(THE REQUEST) Reproduce the lines in the records below, starting with the line that contains "railing, then give the position of each instance." and running through the end of the records, with both ends included.

(Excerpts from location labeling data)
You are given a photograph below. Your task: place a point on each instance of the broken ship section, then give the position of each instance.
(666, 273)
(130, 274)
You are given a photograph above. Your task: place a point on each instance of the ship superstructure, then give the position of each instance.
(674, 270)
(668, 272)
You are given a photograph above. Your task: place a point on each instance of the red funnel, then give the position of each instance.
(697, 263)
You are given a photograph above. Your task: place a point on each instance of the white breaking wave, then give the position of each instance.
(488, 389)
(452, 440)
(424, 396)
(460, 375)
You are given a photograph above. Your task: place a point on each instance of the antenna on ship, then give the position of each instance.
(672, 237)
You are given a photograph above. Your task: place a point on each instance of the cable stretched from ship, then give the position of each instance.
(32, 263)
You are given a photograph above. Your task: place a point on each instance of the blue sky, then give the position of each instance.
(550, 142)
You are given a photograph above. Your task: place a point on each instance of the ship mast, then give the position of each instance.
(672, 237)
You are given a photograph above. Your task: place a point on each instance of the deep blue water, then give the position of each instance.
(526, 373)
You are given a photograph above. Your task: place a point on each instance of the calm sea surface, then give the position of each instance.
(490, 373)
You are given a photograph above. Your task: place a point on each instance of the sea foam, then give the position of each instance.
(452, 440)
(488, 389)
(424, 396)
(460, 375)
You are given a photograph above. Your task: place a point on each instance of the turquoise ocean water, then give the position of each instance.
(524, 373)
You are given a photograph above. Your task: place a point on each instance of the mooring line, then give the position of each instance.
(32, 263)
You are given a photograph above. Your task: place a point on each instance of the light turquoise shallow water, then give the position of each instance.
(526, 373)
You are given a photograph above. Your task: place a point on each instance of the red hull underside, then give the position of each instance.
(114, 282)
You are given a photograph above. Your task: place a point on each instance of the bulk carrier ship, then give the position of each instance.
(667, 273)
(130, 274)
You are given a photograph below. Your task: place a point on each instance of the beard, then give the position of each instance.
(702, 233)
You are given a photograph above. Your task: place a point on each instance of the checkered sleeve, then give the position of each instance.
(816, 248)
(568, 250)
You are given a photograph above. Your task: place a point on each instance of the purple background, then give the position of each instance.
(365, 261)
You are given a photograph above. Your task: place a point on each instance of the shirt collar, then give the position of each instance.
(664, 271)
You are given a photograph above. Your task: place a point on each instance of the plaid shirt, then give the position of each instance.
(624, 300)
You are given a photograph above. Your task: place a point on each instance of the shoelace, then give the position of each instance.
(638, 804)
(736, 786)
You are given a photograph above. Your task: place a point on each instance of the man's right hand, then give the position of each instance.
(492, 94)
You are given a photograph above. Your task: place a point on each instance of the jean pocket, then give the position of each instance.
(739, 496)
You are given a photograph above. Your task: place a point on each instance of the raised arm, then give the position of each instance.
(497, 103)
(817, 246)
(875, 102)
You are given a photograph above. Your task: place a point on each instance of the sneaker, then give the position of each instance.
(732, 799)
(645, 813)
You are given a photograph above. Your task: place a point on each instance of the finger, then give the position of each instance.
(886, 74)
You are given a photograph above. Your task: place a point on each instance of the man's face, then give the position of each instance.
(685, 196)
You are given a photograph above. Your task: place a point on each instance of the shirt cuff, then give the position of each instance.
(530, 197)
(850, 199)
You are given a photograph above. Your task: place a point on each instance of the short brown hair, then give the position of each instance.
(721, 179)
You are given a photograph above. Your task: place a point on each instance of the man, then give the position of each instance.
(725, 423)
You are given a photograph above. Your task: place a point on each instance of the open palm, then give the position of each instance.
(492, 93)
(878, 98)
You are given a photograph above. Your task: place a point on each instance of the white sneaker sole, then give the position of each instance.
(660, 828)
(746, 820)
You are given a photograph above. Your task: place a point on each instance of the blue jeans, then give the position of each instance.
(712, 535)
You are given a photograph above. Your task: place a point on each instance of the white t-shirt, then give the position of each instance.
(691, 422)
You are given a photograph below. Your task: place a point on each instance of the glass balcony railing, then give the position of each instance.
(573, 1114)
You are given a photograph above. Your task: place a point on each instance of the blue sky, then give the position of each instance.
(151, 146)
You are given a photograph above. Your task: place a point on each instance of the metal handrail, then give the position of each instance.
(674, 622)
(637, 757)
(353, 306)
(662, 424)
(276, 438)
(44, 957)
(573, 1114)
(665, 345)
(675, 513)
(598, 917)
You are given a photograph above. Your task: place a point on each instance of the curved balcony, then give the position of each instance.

(THE RESPONSE)
You are given a photograph below. Your task: place a point on each instance of the glass balcony railing, then give the position of each instance.
(573, 1114)
You are given a photograph above. Your task: place a point on each instance of the blue sky, then give the position of each instance.
(151, 146)
You are given a photograph above. Your task: place a point on each instance of the metal handrail, then give the position of each instance.
(674, 622)
(637, 757)
(353, 306)
(662, 424)
(276, 438)
(44, 957)
(573, 1114)
(665, 345)
(675, 513)
(598, 917)
You are given a photograph above. Your task: place a point on each instance of the curved balcony, then give the position of each instance.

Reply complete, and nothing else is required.